--- START DOCUMENT SEGMENT ---

Louis Lambert: At 107,280 kilometers per hour

2 October 2024 - 10 January 2025
  • Overview
    Louis Lambert, also known as 3TTMAN, returns with a solo exhibition at Delimbo Gallery titled At 107,280 kilometers per hour.
    Among the influences that feed his work are automatism, naïve art, neo-primitivism, art brut and fauvism. Thesemovements are reflected in his bold chromatic palette, which is characterized by pure, intense colors that evoke light and space; an arbitrary use of color that reveals his emotional state; simplification of forms; balanced, expressive composition; original designs; and a break with classical perspective. In addition, Lambert experiments with techniques and materials ranging from acrylic and oil, to waxes, spray paint, cement and polychrome silicones, creating marked textures that define his unique style.

    Louis Lambert (Lille, 1978) is a French artist living in Spain since 2001. 3ttman (pronounce “3 têtes man”) is his alter ego with three heads whom he began painting in the streets of Lille in 1999, according to the artist it depicts the profound complexity of human beings and the different views that arise from one same situation. The primitive art and its intuitive force particularly fascinate lambert. Multifaceted, he assimilates in his work popular languages to make clear the innate ability of any form of expression to transcend the mundane and become art. By paying special attention to material experimentation, he has innovated with a myriad of techniques using cement, silicone, papier maché, oriental ceramics, and a wide range of different formats ranging from painting, sculptures… to large-scale mural work. To him, creative pleasure is inseparable from the process; he enjoys working and it is directly reflected in his particular style: dynamic, colorful, cheerful and authentic.
     
    His interventions have led him to work with renowned institutions such as the Tate Modern (Street walking tour 2008), El País (ARCO 2012), the Spanish embassy (realization of a mosaic wall 30 meters in Hanoi 2010), the MUVIM (Valencian Museum of the Enlightenment and modernity), and participate in top international mural festivals.
  • Exhibition text

    At 107,280 kilometers per hour by Ricardo Suárez Acosta
    At this moment we are on a planet, a multicolored fireball, eight thousand two hundred million human beings flying around the sun at an average speed of one hundred seven thousand two hundred eighty thousand kilometers per hour. This unusual fact, unknown to the majority of these many millions of people, has caught the attention of Louis Lambert and motivates him to reflect in this unique exhibition. He analyzes this surprising and colossal event and comes to the conclusion that everything loses or gains meaning; everything is relativized, living on a sphere that physical and chemical principles keep afloat on a dark, unknown, incognito and infinite stage.

--- END DOCUMENT SEGMENT ---
--- START GIVEN DATA ---

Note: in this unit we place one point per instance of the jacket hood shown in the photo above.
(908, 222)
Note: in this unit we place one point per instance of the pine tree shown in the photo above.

--- END GIVEN DATA ---

PROBLEMS AND TASKS ▸
[A] According to the Louis Lambert exhibition page, in what year did Lambert begin painting his three-headed alter ego in the streets of Lille?
[B] Pick up the Louis Lambert exhibition page after its last sentence and keep writing it.
The data after the Louis Lambert exhibition page is separate material.

ANSWERS TO THE EXERCISE ▸
[A] 1999

[B]
    We live on this surface and we have to enjoy life as something extraordinary, as something as amazing as the innumerable fundamentals such as speed, thrust, force, pressure, gravity that make us enjoy complex and simple aspects of our daily or unusual existence.
    In this transcendental and extraordinary context, Louis Lambert captures the essence of his environment, almost decisive moments, reflecting the relationship of man with the environmental richness of the earth, the interaction of man with his world when it is convenient, and the impact of globalization, revisiting and rescuing the most mundane, where the essence of happiness lies, the enjoyment of life.
    His artistic approach is characterized by an authentic gaze, free from the constraints of academic norms and conventional training. Through spontaneity and without fear of established norms, this timeless artist distances himself from the demands of the market and contemporary fashions. His pictorial practice takes place in his studio, where he creates for himself, introspectively, as opposed to his mural interventions, which require a connection with the public and a response to the demands of each commission.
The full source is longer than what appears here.